(Dataset excerpt)
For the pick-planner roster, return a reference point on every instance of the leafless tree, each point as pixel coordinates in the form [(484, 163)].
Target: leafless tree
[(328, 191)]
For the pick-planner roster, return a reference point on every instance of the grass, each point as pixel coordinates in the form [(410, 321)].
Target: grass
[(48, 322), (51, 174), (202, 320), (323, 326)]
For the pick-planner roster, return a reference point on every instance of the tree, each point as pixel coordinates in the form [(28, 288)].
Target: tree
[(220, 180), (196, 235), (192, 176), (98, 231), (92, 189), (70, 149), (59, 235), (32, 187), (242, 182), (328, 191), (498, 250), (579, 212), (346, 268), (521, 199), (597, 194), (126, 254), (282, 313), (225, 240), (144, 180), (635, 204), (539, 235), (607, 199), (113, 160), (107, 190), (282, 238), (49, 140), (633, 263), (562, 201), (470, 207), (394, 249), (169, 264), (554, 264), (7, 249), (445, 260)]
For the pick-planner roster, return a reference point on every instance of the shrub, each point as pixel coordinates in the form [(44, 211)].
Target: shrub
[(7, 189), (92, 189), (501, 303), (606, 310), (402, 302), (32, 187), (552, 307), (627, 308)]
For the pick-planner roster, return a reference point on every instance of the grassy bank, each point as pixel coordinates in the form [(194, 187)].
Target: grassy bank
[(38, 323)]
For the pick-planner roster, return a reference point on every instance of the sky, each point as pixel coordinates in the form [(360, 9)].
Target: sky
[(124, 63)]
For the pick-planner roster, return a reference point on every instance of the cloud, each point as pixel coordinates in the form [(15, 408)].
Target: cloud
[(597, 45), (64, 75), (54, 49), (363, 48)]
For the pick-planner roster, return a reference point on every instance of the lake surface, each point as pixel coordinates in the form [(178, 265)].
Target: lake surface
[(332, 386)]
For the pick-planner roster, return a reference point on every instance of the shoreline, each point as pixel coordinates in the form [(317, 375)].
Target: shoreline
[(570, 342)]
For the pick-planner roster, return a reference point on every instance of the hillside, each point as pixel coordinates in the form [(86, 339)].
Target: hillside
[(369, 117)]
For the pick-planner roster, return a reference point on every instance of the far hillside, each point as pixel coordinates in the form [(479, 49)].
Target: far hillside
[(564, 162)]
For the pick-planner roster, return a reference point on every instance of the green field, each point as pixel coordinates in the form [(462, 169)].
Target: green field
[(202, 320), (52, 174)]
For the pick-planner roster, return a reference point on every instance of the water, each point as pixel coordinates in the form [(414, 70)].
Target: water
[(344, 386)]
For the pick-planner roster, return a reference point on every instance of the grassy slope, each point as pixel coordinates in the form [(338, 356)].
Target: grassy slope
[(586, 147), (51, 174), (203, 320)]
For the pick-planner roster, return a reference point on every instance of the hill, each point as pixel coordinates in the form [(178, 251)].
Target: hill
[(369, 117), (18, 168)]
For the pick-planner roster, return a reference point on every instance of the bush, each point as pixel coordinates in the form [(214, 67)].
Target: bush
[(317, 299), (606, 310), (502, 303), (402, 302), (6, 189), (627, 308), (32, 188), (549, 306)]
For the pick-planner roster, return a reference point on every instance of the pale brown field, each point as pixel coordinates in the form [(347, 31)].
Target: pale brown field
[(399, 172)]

What is asked: Scale the pixel coordinates in the listing's answers by 0.85, rounding each result to a whole number with halves rounded up, and reproduce the lines between the line holding "form [(410, 321)]." and the line holding "[(48, 322), (51, 174), (202, 320), (323, 326)]", inclusive. Include the requests, and leave the requests and their format samples unchanged.

Result for this task:
For the pick-planner roster, return a reference point on every instance of the grass, each point as pixel coordinates in the form [(410, 321)].
Target: grass
[(41, 274), (43, 148), (172, 272), (275, 277)]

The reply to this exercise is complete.